Exercise objective — Copy out the lines of the data below, unchanged, from the line with "photo. Category: cloud" to the last line of the data.

Material for this exercise —
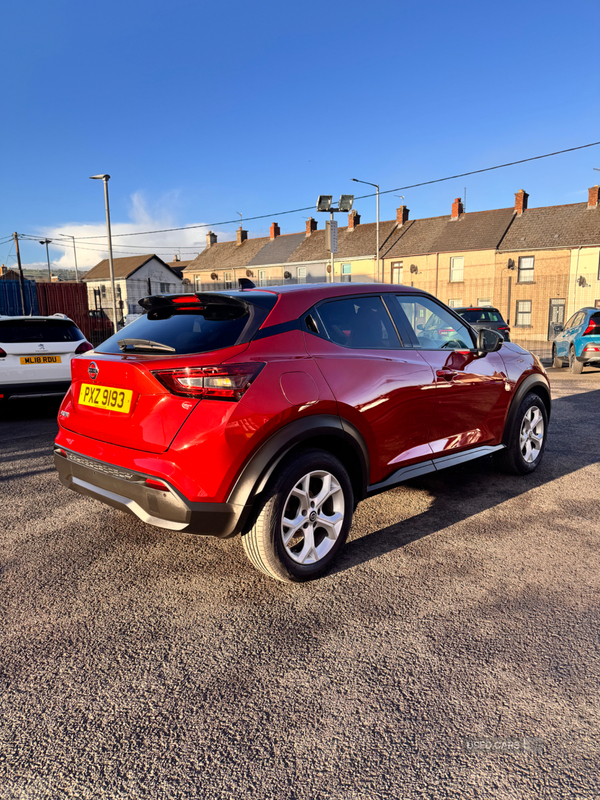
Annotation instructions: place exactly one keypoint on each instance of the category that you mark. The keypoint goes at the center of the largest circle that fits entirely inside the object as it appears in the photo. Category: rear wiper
(144, 344)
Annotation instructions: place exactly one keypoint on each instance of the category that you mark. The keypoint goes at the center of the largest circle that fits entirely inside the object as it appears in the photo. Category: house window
(397, 268)
(525, 269)
(523, 313)
(457, 266)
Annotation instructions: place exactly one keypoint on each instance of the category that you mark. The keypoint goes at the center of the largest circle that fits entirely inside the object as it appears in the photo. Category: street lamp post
(106, 179)
(47, 242)
(324, 204)
(367, 183)
(68, 235)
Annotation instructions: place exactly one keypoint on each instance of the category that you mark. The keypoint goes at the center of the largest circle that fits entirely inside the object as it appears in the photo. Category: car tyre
(557, 362)
(526, 439)
(576, 366)
(304, 520)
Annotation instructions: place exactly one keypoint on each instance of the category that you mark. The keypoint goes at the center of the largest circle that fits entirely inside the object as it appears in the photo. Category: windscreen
(23, 331)
(189, 330)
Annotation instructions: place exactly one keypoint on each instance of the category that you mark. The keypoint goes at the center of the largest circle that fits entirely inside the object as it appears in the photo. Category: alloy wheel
(313, 517)
(531, 436)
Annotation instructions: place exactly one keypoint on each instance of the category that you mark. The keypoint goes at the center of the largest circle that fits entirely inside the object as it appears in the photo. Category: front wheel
(576, 366)
(526, 439)
(305, 518)
(556, 361)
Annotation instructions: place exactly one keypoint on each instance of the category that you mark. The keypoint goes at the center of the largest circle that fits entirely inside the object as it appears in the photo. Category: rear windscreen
(189, 331)
(24, 331)
(481, 316)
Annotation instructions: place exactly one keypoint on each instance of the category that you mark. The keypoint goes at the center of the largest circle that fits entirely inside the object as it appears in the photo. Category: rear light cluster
(83, 348)
(225, 382)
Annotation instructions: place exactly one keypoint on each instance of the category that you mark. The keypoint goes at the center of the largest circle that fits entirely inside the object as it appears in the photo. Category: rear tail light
(226, 382)
(83, 348)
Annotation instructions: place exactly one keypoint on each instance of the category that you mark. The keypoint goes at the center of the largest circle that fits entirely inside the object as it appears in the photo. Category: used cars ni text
(272, 412)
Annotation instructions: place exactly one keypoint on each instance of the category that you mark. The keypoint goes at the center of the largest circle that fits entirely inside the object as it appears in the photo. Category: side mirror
(488, 341)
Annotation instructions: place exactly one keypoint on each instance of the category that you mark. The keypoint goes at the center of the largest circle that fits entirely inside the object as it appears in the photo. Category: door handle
(446, 374)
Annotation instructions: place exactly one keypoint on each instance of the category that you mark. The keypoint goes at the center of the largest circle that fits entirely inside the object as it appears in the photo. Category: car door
(382, 387)
(472, 392)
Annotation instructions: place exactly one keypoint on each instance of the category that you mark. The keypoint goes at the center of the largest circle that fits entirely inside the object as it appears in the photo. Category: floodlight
(346, 202)
(324, 202)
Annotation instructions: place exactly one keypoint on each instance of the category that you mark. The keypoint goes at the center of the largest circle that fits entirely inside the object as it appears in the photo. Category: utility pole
(21, 278)
(68, 235)
(47, 242)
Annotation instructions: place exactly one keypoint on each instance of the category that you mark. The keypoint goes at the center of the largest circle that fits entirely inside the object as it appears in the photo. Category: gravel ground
(135, 663)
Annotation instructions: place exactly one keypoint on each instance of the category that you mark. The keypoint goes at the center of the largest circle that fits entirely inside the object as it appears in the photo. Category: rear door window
(359, 322)
(39, 330)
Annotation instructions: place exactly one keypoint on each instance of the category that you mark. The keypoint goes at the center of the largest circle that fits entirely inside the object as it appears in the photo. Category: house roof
(123, 267)
(227, 255)
(277, 251)
(571, 225)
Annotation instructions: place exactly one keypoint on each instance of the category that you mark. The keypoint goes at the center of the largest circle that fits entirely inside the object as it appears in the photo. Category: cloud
(187, 243)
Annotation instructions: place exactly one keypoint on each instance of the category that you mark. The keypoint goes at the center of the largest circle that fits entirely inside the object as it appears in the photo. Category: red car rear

Response to this exercise —
Annotation instructions: place exactly one keypoint on each instance of the category that you mark. The keypoint goes at the center of the largest circle that fits entirely inside the object as it appears in the photo. Category: cloud
(187, 243)
Annotation instructions: place exactly one keypoint on each instance of the category that you mark. The keypoint goes at the center of the largest circle that fits entirely inside the object as it appears in the photo. Category: red car rear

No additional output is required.